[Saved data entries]
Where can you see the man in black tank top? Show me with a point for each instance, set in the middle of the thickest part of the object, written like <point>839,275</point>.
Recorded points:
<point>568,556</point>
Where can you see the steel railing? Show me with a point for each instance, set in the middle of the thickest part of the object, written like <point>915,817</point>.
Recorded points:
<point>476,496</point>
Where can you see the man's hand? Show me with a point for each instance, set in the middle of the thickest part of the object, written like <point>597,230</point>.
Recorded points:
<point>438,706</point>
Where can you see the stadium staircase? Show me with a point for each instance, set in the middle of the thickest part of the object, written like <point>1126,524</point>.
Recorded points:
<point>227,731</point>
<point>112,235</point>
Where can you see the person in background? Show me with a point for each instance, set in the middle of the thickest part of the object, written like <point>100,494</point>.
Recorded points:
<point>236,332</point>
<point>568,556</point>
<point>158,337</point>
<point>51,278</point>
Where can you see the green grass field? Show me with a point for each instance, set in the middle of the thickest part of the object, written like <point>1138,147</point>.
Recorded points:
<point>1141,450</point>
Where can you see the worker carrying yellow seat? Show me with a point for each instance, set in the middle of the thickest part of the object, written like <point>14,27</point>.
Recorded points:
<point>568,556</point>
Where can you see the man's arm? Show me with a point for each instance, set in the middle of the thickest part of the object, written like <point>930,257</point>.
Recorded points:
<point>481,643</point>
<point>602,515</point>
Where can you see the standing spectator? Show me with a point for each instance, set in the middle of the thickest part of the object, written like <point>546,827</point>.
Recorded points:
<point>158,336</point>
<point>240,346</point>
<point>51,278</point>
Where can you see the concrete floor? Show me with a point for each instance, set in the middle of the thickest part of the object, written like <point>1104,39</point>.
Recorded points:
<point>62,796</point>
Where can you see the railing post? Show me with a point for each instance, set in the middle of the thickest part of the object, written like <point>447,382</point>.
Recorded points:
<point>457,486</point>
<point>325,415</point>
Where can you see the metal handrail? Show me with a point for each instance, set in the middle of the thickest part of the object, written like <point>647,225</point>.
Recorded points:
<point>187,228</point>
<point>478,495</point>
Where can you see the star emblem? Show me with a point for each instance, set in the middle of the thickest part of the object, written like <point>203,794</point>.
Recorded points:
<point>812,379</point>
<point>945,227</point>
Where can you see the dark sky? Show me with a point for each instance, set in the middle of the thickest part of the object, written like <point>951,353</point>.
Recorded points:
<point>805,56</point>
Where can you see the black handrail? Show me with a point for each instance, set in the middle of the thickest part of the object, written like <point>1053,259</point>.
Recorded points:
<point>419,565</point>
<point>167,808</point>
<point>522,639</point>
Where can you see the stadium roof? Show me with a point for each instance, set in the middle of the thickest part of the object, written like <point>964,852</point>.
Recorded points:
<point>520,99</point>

Assignment.
If a line in the records above contains "handrail", copy that line.

Finished task.
Where can you see the metal handrail? Show me with a point for each instance, set in the middle of the thickest part of the object, written like <point>647,225</point>.
Where can you see the black handrail? Show me with a point for each instance, set in the middle of the thickest part of the object, written like <point>1053,259</point>.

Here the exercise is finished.